## Textauszug

↓

Seit rund einem Monat gilt dieses Privileg jedoch nur noch für Menschen mit russischem Pass. Ausländer:innen können ihre Anliegen bloss noch an wenigen Stellen weitab vom Zentrum vorbringen – und das stellt oft eine Herausforderung dar. An diesem Tag Ende Mai etwa werden in Goljanowo 500 Nummern ausgegeben – vier Stunden vor Feierabend harren aber noch rund 300 Personen aus, um an einem Schalter vorsprechen zu dürfen.

Und das ist längst nicht das einzige Problem, das Menschen ohne russische Papiere derzeit haben: Bis zum 1. Juli müssen sich alle beim staatlichen Onlineportal «Gosuslugi» einen verifizierten Account zulegen sowie sämtliche biometrischen Daten samt Stimmenaufzeichnung hinterlegen. Wer das nicht schafft, kann inskünftig keine auf den eigenen Namen registrierte Handynummer mehr nutzen – alte Handyverträge erlöschen dann automatisch.

Vorwand Verbrechensbekämpfung

Einige Kilometer südlich von Goljanowo befindet sich an der Metrostation Ljublino das einzige Moskauer MFZ, das nur Migrant:innen offensteht. In dem überfüllten Zentrum liegt Spannung in der Luft, die verschachtelten Gänge sind voller Menschen. Ab und an schallt die laute Stimme eines Wachmanns durchs Treppenhaus, durch das sich eine lange Schlange zieht: «Halten Sie Ihren Ausweis und eine notariell beglaubigte Übersetzung bereit!» Die zwei Frauen am Infostand sind immerhin um fachkundige Auskünfte bemüht.

↑

## Datensätze

↓

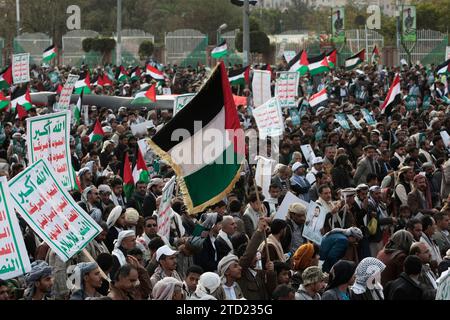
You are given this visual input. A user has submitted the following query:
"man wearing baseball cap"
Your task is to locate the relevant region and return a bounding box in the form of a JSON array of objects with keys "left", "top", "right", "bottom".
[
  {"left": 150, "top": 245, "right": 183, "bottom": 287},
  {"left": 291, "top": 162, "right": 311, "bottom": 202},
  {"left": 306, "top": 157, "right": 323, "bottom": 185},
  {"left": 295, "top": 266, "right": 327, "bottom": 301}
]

↑

## Aufgaben
#1 Bis wann müssen sich Menschen ohne russische Papiere laut dem Text über Ausländer:innen in Moskau einen verifizierten Account bei «Gosuslugi» zulegen?
#2 Schreibe den Text über Ausländer:innen in Moskau im Anschluss an seinen letzten Satz weiter.

## Antworten je Aufgabe
#1 Bis zum 1. Juli.

#2
Selbst wem es gelingt, die russische Telefonnummer zu behalten, kann sich nicht ruhigen Gewissens zurücklehnen. Denn seit dem – mutmasslich von tadschikischen Staatsangehörigen begangenen – Terroranschlag in der Moskauer Crocus City Hall im März 2024 mit 145 Toten arbeiten die Behörden in rasantem Tempo an der Reglementierung und Eindämmung der Migration.

Glaubt man dem Leiter des russischen Ermittlungskomitees, Alexander Bastrykin, dienen die Massnahmen vorrangig der Verbrechensbekämpfung. Swetlana Gannuschkina hat da allerdings so ihre Zweifel. «Es ist wirklich erstaunlich, wie negativ und misstrauisch man sich Menschen gegenüber verhält, mit denen wir jahrhundertelang in einem Land gelebt haben», echauffiert sich die renommierte Migrationsexpertin, die der russische Staat als «ausländische Agentin» verunglimpft. Gannuschkina vermutet eine andere Absicht: «All dies steht ganz im Einklang mit der Bekämpfung jeglicher Form von Migration, nicht nur der illegalen.»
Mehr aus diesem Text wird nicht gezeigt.